◆ WHAT THE TASK REQUIRES
Reproduce the closing part of the entries exactly: the line with "Where can you see the forest?" and all lines after it, ending with the last line, and nothing else.
-------- DATASET ROWS --------
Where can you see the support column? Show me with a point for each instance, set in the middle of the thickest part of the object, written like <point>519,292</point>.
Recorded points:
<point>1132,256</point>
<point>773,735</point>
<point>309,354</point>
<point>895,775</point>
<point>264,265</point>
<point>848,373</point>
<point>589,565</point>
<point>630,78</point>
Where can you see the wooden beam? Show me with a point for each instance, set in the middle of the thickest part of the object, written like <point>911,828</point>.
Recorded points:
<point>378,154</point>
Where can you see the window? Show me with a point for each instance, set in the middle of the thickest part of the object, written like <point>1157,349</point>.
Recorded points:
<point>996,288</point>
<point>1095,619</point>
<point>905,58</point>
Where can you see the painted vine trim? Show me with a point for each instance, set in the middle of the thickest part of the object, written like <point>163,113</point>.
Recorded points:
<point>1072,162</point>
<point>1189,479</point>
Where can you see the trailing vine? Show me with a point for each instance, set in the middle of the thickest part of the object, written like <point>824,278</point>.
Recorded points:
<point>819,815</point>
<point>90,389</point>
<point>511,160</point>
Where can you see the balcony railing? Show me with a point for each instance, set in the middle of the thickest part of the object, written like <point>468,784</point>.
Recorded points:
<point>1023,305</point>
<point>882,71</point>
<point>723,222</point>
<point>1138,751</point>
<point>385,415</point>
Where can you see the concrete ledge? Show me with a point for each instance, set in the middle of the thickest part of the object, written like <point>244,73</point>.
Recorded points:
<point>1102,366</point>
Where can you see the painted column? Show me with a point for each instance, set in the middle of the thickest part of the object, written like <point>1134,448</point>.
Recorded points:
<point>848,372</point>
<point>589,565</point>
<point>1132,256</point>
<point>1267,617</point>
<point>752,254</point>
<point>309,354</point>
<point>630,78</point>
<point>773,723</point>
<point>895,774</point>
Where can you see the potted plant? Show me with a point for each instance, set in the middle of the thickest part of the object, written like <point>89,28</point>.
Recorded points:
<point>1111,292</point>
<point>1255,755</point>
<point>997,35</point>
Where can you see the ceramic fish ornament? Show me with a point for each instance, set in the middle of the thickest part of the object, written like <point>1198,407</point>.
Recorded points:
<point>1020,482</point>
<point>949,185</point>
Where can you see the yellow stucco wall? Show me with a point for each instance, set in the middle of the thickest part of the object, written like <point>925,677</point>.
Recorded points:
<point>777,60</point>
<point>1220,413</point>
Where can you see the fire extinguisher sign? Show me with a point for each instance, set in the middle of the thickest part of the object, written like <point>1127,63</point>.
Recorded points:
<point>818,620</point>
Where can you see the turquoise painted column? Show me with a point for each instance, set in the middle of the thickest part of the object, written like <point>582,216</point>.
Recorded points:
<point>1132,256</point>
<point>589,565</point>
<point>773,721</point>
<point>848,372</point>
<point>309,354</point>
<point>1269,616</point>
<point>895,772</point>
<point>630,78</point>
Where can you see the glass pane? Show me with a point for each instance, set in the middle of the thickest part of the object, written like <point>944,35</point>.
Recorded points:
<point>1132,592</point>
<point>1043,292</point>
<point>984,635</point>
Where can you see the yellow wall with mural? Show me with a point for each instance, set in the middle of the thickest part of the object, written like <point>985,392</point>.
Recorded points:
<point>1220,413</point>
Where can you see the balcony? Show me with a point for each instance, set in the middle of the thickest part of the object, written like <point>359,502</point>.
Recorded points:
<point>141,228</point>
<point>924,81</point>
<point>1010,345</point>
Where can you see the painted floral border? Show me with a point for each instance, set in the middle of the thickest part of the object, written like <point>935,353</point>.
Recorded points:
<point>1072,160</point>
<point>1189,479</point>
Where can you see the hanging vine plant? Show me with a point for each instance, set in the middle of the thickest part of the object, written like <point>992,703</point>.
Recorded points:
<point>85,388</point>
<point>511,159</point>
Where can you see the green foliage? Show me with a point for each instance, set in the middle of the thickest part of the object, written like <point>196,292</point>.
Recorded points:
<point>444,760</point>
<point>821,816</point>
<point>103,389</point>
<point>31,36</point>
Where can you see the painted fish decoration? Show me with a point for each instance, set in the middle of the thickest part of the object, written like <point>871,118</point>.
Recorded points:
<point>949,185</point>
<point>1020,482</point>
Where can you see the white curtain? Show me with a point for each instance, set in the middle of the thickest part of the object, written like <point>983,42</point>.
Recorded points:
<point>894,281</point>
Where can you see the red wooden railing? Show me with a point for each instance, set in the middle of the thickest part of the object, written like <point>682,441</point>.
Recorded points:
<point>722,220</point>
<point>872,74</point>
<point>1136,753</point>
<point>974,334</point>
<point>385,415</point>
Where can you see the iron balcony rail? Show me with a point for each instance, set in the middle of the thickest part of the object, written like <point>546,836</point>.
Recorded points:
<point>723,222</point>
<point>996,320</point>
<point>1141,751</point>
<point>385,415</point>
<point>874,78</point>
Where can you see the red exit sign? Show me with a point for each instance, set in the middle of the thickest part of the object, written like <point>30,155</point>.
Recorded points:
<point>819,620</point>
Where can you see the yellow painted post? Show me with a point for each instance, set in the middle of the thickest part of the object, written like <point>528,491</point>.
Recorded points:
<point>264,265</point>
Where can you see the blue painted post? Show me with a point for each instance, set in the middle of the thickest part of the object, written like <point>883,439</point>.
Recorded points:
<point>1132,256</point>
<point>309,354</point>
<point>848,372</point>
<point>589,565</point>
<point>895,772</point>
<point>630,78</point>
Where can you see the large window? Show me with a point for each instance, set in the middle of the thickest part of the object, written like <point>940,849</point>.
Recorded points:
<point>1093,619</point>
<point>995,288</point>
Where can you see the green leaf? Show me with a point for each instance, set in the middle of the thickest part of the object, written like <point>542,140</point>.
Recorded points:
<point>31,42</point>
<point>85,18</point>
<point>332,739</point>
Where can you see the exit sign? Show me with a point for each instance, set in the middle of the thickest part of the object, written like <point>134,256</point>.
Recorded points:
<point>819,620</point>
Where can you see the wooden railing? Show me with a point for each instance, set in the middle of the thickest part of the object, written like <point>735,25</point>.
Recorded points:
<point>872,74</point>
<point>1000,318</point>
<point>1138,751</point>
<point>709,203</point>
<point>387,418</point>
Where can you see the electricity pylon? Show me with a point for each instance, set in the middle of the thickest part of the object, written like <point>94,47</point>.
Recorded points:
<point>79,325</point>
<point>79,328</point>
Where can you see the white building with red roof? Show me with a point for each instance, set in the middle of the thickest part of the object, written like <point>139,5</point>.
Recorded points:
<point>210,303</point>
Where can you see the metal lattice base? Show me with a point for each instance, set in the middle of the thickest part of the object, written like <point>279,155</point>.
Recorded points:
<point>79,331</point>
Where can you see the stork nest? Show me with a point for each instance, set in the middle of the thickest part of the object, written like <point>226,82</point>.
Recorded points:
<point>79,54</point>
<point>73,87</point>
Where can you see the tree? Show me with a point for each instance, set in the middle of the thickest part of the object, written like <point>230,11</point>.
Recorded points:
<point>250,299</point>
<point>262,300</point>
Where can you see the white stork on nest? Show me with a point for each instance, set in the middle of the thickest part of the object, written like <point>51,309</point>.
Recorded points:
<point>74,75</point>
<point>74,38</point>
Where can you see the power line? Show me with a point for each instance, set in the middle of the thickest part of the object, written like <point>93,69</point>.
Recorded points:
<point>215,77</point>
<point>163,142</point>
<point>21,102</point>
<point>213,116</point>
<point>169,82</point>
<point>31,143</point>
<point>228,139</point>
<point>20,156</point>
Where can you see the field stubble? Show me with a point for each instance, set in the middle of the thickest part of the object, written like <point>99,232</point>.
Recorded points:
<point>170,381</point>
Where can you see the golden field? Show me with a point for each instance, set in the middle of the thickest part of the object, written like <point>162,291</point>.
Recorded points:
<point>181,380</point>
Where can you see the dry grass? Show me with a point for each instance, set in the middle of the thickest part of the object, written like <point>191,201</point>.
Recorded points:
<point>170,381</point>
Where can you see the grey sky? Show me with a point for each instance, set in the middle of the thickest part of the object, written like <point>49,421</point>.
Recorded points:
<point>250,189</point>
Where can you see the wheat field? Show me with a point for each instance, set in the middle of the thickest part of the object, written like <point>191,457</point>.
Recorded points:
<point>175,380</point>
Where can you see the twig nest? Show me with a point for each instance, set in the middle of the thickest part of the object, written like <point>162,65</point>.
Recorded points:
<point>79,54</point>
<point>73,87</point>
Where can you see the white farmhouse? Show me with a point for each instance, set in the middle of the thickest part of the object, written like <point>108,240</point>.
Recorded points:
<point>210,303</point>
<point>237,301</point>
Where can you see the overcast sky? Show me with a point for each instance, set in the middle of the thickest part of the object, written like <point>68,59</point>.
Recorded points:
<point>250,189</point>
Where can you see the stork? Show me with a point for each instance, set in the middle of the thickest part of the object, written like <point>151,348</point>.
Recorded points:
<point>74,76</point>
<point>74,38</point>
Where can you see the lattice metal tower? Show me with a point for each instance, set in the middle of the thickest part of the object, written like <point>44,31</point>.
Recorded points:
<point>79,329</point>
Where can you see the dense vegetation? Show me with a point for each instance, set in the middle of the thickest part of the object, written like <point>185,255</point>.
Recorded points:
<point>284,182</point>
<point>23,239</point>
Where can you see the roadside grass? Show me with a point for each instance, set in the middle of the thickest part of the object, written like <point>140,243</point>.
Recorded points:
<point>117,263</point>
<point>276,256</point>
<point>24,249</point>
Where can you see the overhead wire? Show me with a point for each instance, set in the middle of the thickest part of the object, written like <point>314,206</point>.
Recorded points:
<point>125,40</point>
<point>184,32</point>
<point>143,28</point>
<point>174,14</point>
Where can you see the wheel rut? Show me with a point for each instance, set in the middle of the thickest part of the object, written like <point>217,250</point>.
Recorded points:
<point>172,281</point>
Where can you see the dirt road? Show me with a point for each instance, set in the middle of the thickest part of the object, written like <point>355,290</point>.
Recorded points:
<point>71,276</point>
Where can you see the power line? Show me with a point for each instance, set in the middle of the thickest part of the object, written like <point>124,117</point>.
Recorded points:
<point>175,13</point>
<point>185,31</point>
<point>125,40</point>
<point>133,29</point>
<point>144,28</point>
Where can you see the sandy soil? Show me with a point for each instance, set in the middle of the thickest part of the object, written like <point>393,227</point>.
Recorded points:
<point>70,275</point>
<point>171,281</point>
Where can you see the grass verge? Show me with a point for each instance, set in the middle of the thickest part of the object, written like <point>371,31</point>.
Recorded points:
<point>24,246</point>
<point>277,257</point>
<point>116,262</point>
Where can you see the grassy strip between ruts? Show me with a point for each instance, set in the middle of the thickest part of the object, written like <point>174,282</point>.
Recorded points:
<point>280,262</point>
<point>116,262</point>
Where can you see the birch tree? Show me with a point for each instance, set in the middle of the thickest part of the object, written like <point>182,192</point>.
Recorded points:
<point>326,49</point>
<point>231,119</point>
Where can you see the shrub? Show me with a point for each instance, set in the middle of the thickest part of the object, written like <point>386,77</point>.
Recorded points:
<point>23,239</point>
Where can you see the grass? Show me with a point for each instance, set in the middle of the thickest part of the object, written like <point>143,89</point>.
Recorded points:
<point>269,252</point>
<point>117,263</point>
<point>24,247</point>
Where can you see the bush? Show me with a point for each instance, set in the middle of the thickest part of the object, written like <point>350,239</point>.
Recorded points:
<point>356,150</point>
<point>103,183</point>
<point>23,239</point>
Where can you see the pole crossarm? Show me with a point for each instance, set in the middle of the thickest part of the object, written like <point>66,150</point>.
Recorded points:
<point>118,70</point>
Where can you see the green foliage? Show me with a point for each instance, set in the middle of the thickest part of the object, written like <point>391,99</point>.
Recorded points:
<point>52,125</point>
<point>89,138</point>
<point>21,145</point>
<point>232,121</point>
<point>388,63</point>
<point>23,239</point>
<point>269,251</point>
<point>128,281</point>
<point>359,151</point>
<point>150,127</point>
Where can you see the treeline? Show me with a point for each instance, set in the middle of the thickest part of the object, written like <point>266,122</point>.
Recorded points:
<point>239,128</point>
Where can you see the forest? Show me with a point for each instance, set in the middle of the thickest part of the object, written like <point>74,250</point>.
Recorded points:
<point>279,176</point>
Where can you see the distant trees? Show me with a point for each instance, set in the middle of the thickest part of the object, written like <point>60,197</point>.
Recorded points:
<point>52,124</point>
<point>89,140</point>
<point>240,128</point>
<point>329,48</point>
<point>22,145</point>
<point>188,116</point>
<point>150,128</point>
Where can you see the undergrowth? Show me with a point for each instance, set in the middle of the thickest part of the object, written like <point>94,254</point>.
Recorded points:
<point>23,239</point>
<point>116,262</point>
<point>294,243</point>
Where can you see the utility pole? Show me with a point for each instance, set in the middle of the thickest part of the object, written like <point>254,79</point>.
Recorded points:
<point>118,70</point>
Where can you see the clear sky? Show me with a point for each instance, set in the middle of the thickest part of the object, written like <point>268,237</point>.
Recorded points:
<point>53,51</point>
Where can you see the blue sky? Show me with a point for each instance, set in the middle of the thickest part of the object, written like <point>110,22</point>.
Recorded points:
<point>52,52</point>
--------
◆ RESPONSE
Where can you see the forest? Show me with a point for each instance, set in the middle of the thickest part of the object, written like <point>74,250</point>.
Recorded points:
<point>279,176</point>
Where can you see the distant trees? Show me with a point for each instance, set in the middle of the thickest part of the object, written like <point>60,197</point>.
Recorded points:
<point>52,124</point>
<point>89,140</point>
<point>240,128</point>
<point>329,48</point>
<point>22,145</point>
<point>188,116</point>
<point>150,128</point>
Where can you see the undergrowth? Show me with a point for each instance, set in the middle of the thickest part of the object, written like <point>94,254</point>.
Recorded points:
<point>23,239</point>
<point>116,262</point>
<point>294,243</point>
Where can you see the utility pole? Show me with a point for each instance, set in the middle of the thickest part of the object, written like <point>254,79</point>.
Recorded points:
<point>118,70</point>
Where can you see the clear sky? Show me with a point for each instance, set in the middle of the thickest part of the object, written like <point>268,237</point>.
Recorded points:
<point>53,51</point>
Where can you see the blue sky? Show me with a point for each instance, set in the middle of the thickest part of the object, written like <point>110,22</point>.
Recorded points:
<point>52,52</point>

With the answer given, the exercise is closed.